## EXERCISE TASK
Please show every line in the entries below that contains the string "grass". Case counts.

[start of ENTRIES SUPPLIED]

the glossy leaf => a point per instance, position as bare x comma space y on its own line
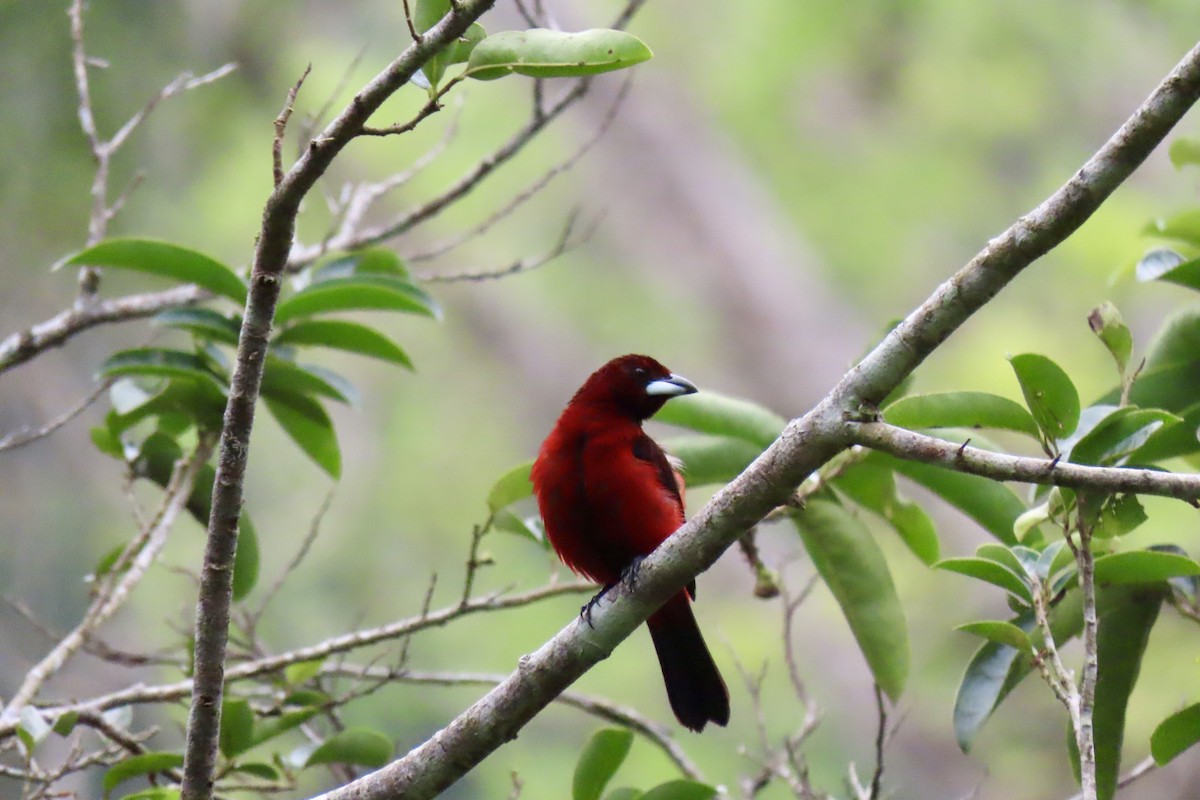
371, 260
282, 378
141, 764
1182, 227
361, 746
711, 459
237, 727
357, 293
166, 260
1119, 433
1157, 263
1185, 151
996, 669
724, 416
540, 53
993, 505
1126, 618
1000, 632
604, 753
203, 323
341, 335
990, 572
157, 362
1107, 323
871, 485
852, 565
1143, 566
960, 410
1049, 394
513, 486
309, 425
1175, 734
681, 789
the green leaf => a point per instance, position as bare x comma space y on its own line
996, 669
246, 559
624, 793
604, 753
1143, 566
1107, 323
137, 765
871, 485
724, 416
1126, 618
341, 335
33, 728
711, 459
237, 727
155, 793
852, 565
960, 410
274, 727
257, 769
1157, 263
203, 323
159, 362
361, 746
1185, 151
1182, 227
371, 260
165, 260
989, 503
66, 722
303, 671
527, 527
1117, 433
513, 486
1049, 394
282, 378
307, 423
990, 572
681, 789
1000, 632
358, 293
1175, 734
1119, 516
540, 53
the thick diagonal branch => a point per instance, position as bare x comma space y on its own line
804, 445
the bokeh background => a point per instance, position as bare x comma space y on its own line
781, 181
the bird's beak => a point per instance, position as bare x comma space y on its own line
671, 386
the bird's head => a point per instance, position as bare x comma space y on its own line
633, 385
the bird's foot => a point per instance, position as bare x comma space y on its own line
629, 575
586, 608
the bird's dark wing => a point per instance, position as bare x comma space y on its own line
646, 449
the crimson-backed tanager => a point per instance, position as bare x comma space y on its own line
609, 495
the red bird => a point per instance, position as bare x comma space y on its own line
609, 497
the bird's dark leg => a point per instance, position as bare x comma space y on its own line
586, 608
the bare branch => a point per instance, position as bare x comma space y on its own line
23, 346
805, 445
27, 435
139, 555
281, 126
1000, 467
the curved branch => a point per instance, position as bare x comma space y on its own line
1002, 467
804, 445
23, 346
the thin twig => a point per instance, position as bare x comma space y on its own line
27, 435
281, 126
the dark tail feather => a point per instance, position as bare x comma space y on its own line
695, 687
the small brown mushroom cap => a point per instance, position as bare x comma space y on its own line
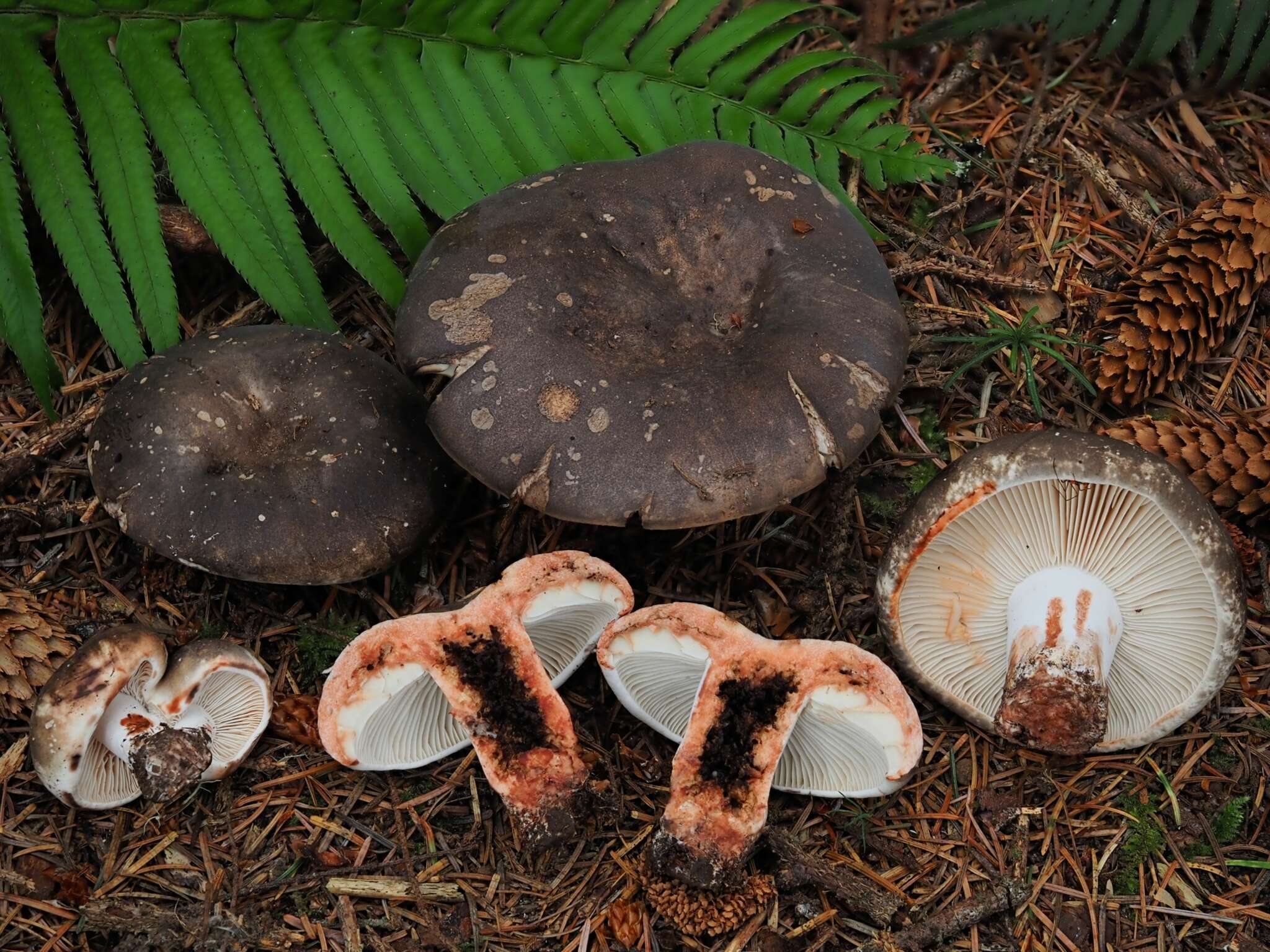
1037, 499
73, 702
269, 453
687, 337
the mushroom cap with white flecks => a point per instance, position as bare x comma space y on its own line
269, 453
1033, 500
682, 338
380, 708
858, 732
76, 768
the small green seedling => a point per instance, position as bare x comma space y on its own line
1023, 343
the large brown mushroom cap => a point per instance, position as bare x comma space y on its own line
269, 453
689, 337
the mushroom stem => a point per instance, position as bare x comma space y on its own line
167, 758
1064, 629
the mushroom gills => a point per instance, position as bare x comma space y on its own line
564, 622
842, 747
837, 748
167, 757
1064, 626
412, 724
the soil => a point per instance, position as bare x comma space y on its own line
508, 713
750, 708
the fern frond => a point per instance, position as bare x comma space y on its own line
432, 103
50, 155
123, 169
206, 53
20, 314
1225, 31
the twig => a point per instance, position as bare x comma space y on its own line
20, 463
957, 76
856, 892
928, 265
1156, 159
1135, 208
1000, 898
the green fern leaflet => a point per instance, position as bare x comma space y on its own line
403, 108
1231, 35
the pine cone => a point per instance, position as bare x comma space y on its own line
295, 719
1230, 465
1180, 303
626, 922
32, 645
698, 912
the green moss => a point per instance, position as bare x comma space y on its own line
318, 645
1221, 757
213, 629
1228, 821
884, 510
1143, 840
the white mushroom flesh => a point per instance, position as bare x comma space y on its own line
1145, 581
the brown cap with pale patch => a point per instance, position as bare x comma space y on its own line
689, 337
278, 455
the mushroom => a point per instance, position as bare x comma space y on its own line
819, 718
1067, 590
270, 453
117, 720
414, 690
683, 338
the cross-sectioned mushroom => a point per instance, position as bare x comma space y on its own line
683, 338
411, 691
278, 455
819, 718
121, 720
1067, 590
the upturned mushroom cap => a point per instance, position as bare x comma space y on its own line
821, 718
411, 691
71, 763
269, 453
1077, 510
211, 702
687, 337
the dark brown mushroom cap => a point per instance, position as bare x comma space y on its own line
690, 337
269, 453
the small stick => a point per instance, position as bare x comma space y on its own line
20, 463
929, 265
1156, 159
998, 898
856, 892
957, 78
1137, 210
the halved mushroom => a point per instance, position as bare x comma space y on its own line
271, 453
821, 718
117, 721
1067, 590
683, 338
414, 690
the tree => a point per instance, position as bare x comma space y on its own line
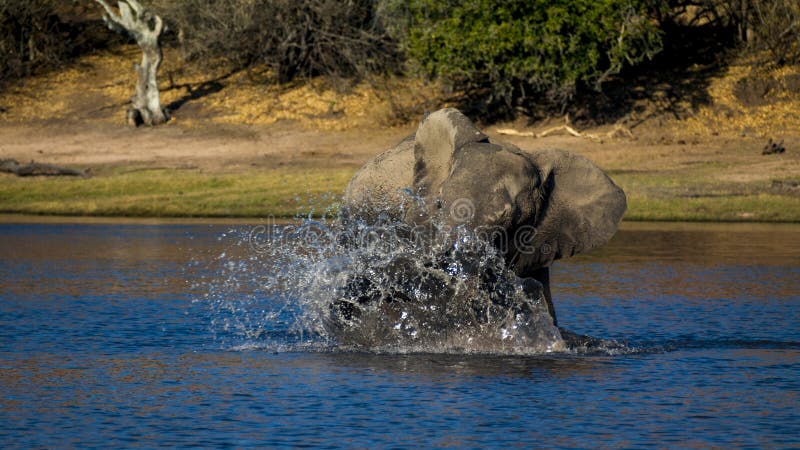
146, 28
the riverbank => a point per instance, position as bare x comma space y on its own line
246, 149
275, 171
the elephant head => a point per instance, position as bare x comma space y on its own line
550, 204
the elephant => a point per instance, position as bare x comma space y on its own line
549, 204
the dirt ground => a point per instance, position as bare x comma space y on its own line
229, 123
231, 148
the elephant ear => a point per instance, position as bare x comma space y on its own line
581, 208
438, 137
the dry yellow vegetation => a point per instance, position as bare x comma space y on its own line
98, 86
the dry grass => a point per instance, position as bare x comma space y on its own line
727, 115
98, 87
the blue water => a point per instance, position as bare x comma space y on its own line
102, 345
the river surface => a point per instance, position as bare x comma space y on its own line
106, 341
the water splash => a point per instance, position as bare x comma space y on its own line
332, 284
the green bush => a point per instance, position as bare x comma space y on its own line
511, 54
29, 37
340, 38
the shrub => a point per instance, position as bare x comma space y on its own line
511, 54
29, 37
776, 29
295, 38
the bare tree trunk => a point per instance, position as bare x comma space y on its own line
146, 28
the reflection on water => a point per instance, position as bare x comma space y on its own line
101, 345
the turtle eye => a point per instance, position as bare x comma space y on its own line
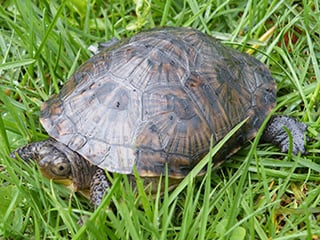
61, 169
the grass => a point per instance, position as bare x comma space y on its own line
258, 194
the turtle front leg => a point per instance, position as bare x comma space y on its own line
98, 187
276, 134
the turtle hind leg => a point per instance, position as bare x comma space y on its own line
98, 187
275, 133
33, 150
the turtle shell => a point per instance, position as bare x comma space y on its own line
156, 99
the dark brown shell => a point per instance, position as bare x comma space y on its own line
156, 99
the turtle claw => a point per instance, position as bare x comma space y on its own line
276, 133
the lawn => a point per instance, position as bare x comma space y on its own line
259, 193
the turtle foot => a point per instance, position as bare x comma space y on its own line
98, 187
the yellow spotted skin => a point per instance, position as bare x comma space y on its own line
156, 99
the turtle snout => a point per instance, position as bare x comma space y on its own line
55, 166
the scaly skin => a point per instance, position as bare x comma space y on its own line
276, 134
58, 162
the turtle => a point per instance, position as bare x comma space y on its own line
156, 102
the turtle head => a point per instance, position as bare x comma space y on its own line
59, 163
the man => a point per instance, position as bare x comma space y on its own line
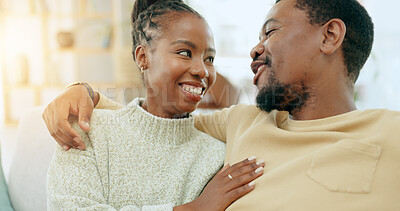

[end of ENTRIES SUPPLIED]

## RESULT OF THE TASK
the dry grass => a point per instance, position as bare x comma space y on its own line
the grass => a point per instance, position as bare x comma space y on its own line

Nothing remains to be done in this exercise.